オゾンホールの状況(2017年)

平成31年1月21日更新

診断

  (注意)2017年のオゾンホールの実況を9月~翌年1月頃まで毎月更新して報告しています。掲載したデータは速報値ですので、今後値が見直される場合があります。

オゾンホール

  オゾンホールは、南極上空のオゾン量が極端に少なくなる現象で、オゾン層に穴の空いたような状態であることからその名が付けられました。南半球の冬季から春季にあたる8~9月ごろ発生、急速に発達し、11~12月ごろに消滅するという季節変化をしています。1980年代初めからこのような現象が観測されています。

# # #

> 作業依頼 1
提示文によれば、オゾンホールは例年何月ごろに消滅しますか。
> 作業依頼 2
提示文のうち、「オゾンホールは、南極上空のオ」という語句を含む箇所から始め、「うな現象が観測されています。」の後で終わる部分を、一字一句違えずに書き写してください。
> 作業依頼 3
提示文にある「1980年代初めからこのような現象が観測されています。」という一文を英語に翻訳してください。
解答にあたっては、提示文のみを根拠としてください。

# # #

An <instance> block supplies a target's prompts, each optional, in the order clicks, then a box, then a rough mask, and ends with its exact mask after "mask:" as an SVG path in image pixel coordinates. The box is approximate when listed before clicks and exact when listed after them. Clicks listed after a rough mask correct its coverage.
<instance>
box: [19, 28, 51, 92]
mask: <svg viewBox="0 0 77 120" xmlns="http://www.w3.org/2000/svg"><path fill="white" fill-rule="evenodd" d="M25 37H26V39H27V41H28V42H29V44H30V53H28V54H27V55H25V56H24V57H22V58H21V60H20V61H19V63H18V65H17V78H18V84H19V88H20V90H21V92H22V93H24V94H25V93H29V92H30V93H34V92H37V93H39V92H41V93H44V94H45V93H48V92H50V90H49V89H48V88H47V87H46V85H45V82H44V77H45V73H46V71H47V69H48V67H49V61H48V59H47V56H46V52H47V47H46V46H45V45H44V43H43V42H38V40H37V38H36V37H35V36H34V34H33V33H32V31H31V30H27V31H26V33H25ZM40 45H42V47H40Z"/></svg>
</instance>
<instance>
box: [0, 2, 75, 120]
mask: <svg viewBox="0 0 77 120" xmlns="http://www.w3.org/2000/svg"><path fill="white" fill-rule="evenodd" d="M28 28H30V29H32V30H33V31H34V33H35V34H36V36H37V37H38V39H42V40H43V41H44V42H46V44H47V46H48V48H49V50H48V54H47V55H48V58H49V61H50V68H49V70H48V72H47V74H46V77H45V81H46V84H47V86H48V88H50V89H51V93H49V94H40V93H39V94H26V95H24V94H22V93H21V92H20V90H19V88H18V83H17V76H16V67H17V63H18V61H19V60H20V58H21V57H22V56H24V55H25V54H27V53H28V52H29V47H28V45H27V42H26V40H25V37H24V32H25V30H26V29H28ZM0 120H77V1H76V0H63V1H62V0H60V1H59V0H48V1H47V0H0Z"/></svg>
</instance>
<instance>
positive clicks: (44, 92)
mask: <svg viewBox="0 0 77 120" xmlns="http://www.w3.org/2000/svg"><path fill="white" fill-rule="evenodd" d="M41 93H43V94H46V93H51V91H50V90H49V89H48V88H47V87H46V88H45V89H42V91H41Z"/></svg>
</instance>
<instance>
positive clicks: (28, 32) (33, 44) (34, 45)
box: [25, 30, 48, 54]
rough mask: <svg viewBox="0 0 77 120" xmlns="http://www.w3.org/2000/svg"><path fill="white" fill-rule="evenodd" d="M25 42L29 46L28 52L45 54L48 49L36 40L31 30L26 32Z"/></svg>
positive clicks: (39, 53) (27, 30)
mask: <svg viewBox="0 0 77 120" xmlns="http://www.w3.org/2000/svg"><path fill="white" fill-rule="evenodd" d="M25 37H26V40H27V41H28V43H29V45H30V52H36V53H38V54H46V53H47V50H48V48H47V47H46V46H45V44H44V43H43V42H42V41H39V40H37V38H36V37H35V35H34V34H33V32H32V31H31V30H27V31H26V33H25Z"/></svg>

# # #

> 解答欄 1
11~12月ごろに消滅します。

> 解答欄 2
オゾンホールは、南極上空のオゾン量が極端に少なくなる現象で、オゾン層に穴の空いたような状態であることからその名が付けられました。南半球の冬季から春季にあたる8~9月ごろ発生、急速に発達し、11~12月ごろに消滅するという季節変化をしています。1980年代初めからこのような現象が観測されています。

> 解答欄 3
Phenomena of this kind have been observed since the early 1980s.